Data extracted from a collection
====

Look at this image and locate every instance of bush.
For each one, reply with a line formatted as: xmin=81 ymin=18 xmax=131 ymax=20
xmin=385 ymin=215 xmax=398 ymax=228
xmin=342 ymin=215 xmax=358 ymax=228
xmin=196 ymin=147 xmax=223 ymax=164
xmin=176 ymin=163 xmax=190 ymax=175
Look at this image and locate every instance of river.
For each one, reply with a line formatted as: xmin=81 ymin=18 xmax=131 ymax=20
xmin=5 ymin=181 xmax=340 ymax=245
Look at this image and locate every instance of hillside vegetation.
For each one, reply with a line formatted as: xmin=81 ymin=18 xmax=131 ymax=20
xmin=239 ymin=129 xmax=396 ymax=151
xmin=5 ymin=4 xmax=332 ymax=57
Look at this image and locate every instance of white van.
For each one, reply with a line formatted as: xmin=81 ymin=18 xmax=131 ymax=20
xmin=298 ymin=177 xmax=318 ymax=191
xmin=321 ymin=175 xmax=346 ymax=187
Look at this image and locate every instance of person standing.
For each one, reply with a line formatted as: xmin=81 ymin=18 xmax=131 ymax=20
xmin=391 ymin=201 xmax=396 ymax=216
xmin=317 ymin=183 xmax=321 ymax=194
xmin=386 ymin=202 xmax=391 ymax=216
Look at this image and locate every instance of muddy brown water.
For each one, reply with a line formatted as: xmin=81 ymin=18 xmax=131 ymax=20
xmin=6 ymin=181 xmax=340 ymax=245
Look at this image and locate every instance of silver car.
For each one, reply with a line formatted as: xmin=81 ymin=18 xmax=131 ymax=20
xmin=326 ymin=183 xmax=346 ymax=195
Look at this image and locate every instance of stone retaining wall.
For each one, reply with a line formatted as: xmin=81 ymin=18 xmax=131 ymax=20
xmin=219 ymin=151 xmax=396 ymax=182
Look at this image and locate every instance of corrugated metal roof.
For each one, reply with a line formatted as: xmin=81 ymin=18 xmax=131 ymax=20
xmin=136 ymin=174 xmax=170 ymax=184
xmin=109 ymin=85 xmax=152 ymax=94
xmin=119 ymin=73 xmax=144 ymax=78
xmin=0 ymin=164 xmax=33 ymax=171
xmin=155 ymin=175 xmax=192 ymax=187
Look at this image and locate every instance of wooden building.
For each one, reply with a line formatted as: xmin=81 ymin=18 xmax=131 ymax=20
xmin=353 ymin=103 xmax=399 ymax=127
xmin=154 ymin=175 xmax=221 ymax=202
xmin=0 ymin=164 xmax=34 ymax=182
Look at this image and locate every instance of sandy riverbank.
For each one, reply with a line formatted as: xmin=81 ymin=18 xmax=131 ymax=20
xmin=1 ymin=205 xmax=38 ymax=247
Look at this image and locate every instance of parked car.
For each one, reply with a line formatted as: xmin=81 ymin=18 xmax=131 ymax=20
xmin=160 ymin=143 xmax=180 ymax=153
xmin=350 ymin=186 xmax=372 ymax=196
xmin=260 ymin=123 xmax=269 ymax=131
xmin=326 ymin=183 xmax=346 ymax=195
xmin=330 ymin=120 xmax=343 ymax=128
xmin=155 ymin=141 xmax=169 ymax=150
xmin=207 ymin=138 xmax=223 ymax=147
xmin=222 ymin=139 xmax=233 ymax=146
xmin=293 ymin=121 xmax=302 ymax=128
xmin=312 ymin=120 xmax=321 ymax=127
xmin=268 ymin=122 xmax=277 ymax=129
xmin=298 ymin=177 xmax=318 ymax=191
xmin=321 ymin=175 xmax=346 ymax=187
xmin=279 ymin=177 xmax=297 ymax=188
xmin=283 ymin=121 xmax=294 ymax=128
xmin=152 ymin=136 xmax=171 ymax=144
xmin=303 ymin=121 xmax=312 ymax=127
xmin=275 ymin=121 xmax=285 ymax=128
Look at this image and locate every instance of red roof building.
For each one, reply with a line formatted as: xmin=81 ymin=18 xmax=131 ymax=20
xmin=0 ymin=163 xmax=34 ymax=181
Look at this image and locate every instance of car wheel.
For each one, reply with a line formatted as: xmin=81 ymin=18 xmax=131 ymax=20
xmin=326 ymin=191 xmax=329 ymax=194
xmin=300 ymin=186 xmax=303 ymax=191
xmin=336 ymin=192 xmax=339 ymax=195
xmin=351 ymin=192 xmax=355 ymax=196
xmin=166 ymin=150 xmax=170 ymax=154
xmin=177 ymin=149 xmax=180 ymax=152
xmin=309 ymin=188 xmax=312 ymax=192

====

* **TASK TO COMPLETE**: Reproduce every record that appears above, keeping the wording exact.

* **RESULT**:
Look at this image and locate every instance of bush.
For each one, reply with a line formatted as: xmin=81 ymin=18 xmax=131 ymax=20
xmin=385 ymin=215 xmax=398 ymax=228
xmin=342 ymin=215 xmax=358 ymax=228
xmin=196 ymin=147 xmax=223 ymax=164
xmin=176 ymin=163 xmax=190 ymax=175
Look at this image and locate every instance of river.
For each one, reply with a line formatted as: xmin=81 ymin=18 xmax=131 ymax=20
xmin=5 ymin=181 xmax=340 ymax=245
Look at this image and locate every instance of hillside vegetation.
For each one, reply with a line formatted as: xmin=81 ymin=18 xmax=131 ymax=20
xmin=239 ymin=129 xmax=396 ymax=151
xmin=5 ymin=4 xmax=332 ymax=57
Look at this image and locate every instance of white van.
For each one, reply with a line formatted as: xmin=81 ymin=18 xmax=131 ymax=20
xmin=298 ymin=177 xmax=318 ymax=191
xmin=321 ymin=175 xmax=346 ymax=187
Look at this image and locate every instance of person standing.
For each one, reply with a line formatted as: xmin=81 ymin=18 xmax=131 ymax=20
xmin=391 ymin=201 xmax=396 ymax=216
xmin=317 ymin=183 xmax=321 ymax=194
xmin=386 ymin=202 xmax=391 ymax=216
Look at this image and locate every instance of muddy brown water.
For each one, reply with a line formatted as: xmin=81 ymin=18 xmax=131 ymax=20
xmin=6 ymin=181 xmax=340 ymax=245
Look at this image and locate every instance of silver car.
For each one, reply with a line formatted as: xmin=81 ymin=18 xmax=131 ymax=20
xmin=326 ymin=183 xmax=346 ymax=195
Look at this image and locate every instance of stone retaining wall.
For each one, reply with a line formatted as: xmin=81 ymin=18 xmax=131 ymax=20
xmin=219 ymin=151 xmax=396 ymax=182
Look at this image and locate every instance of corrugated metal roof.
For each one, reply with a line formatted as: xmin=81 ymin=18 xmax=131 ymax=20
xmin=136 ymin=174 xmax=170 ymax=184
xmin=109 ymin=85 xmax=152 ymax=94
xmin=119 ymin=73 xmax=144 ymax=78
xmin=0 ymin=164 xmax=33 ymax=171
xmin=155 ymin=175 xmax=192 ymax=187
Look at this image and locate every instance of wooden building.
For each one, reply with a line formatted as: xmin=81 ymin=18 xmax=131 ymax=20
xmin=353 ymin=103 xmax=399 ymax=127
xmin=154 ymin=175 xmax=221 ymax=202
xmin=0 ymin=164 xmax=34 ymax=182
Look at this image and locate every instance of sandy riverbank.
For each one, reply with a line formatted as: xmin=81 ymin=18 xmax=131 ymax=20
xmin=1 ymin=205 xmax=38 ymax=247
Look at this image and locate every instance of parked car.
For each one, reply with a line formatted as: xmin=81 ymin=18 xmax=131 ymax=20
xmin=160 ymin=143 xmax=180 ymax=153
xmin=350 ymin=186 xmax=372 ymax=196
xmin=260 ymin=123 xmax=269 ymax=131
xmin=326 ymin=183 xmax=346 ymax=195
xmin=330 ymin=120 xmax=343 ymax=128
xmin=155 ymin=141 xmax=169 ymax=150
xmin=207 ymin=138 xmax=223 ymax=147
xmin=222 ymin=139 xmax=233 ymax=146
xmin=293 ymin=121 xmax=302 ymax=128
xmin=312 ymin=120 xmax=321 ymax=127
xmin=268 ymin=122 xmax=277 ymax=129
xmin=298 ymin=177 xmax=318 ymax=191
xmin=321 ymin=175 xmax=346 ymax=187
xmin=279 ymin=177 xmax=297 ymax=188
xmin=283 ymin=121 xmax=294 ymax=128
xmin=152 ymin=136 xmax=171 ymax=144
xmin=303 ymin=121 xmax=312 ymax=127
xmin=275 ymin=121 xmax=285 ymax=128
Look at this image and locate every instance of red roof building.
For each one, reply with a line formatted as: xmin=81 ymin=18 xmax=131 ymax=20
xmin=0 ymin=163 xmax=34 ymax=181
Look at this image and locate every instance of car wheel.
For each one, reply with a line formatted as: xmin=81 ymin=18 xmax=131 ymax=20
xmin=326 ymin=191 xmax=329 ymax=194
xmin=300 ymin=186 xmax=303 ymax=191
xmin=336 ymin=192 xmax=339 ymax=195
xmin=351 ymin=192 xmax=355 ymax=196
xmin=166 ymin=150 xmax=170 ymax=154
xmin=177 ymin=149 xmax=180 ymax=152
xmin=309 ymin=188 xmax=312 ymax=192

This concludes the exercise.